*** Information shown ***
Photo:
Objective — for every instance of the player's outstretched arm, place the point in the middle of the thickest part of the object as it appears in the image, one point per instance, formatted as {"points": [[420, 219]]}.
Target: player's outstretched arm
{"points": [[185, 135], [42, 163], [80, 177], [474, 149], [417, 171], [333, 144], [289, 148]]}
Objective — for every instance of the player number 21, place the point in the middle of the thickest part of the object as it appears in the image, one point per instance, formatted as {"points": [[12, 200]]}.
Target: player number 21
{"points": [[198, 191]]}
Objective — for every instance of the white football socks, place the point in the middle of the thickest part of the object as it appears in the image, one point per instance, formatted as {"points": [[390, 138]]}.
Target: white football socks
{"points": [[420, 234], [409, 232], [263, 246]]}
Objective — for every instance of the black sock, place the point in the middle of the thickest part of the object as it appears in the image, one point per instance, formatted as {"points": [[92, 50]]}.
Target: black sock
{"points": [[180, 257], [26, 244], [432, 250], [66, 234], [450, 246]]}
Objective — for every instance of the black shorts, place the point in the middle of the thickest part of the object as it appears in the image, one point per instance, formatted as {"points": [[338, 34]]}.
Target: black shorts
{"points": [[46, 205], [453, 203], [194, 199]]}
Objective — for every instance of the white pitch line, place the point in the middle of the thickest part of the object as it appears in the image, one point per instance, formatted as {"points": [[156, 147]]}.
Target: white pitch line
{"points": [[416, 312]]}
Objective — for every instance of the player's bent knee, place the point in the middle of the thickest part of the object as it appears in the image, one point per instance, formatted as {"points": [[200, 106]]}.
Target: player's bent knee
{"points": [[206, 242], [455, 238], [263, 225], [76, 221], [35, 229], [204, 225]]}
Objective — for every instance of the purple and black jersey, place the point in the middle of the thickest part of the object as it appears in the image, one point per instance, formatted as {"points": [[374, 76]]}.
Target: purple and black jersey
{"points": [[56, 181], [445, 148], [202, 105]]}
***
_Task goal_.
Render every line of the items above as a JSON list of strings, one string per line, and omit any blank lines.

_Written response_.
[
  "Photo:",
  "Objective — for every instance of the player's outstretched arm, place the point in the middle of the thickest part of the object as it appears in the image, one point per instance, formatted as {\"points\": [[420, 219]]}.",
  "Target: player's outstretched arm",
  "{\"points\": [[185, 135], [42, 163], [80, 177], [474, 149], [417, 171], [333, 144], [289, 148]]}",
  "Objective — for every instance of the player number 21, place the point in the middle of the thickest part of the object as it appears in the image, one point per instance, formatted as {\"points\": [[12, 200]]}.",
  "Target: player number 21",
  "{\"points\": [[198, 191]]}",
  "Objective — for every instance of the white football socks, place the point in the middle of the thickest part of the object as it appears in the image, one point per instance, formatted as {\"points\": [[390, 138]]}.",
  "Target: white football socks",
  "{\"points\": [[420, 234], [409, 232], [263, 246]]}",
  "Objective — for every instance of the black sock, place the point in the middle of the thickest part of the object as it appears in the image, one point per instance, formatted as {\"points\": [[92, 50]]}.",
  "Target: black sock",
  "{\"points\": [[180, 257], [26, 244], [432, 250], [66, 234], [450, 246]]}",
  "Objective — for every instance of the black shorts, place the point in the middle of the thickest part of the object as it appears in the image, one point per instance, formatted as {\"points\": [[338, 34]]}.",
  "Target: black shorts",
  "{\"points\": [[46, 205], [453, 203], [194, 199]]}",
  "Objective — for every instance of the white pitch line, place the point in the middle of the thickest part of the object as it appears in the image, one point per instance, formatted as {\"points\": [[156, 147]]}.",
  "Target: white pitch line",
  "{\"points\": [[416, 312]]}",
  "Objective — for every instance of the player's bent knee, place the point in the middle of the thickest part of the object as it appears in the image, one point per instance, formatted as {\"points\": [[200, 106]]}.",
  "Target: player's bent knee",
  "{\"points\": [[206, 242], [455, 238], [263, 225], [76, 221], [35, 229], [204, 225]]}",
  "Objective — for every instance of the purple and black jersey, place the point in the middle of the thickest part of the object as it appears in the image, one point per instance, formatted as {\"points\": [[374, 76]]}.",
  "Target: purple and black jersey",
  "{\"points\": [[56, 181], [445, 148], [202, 105]]}"
]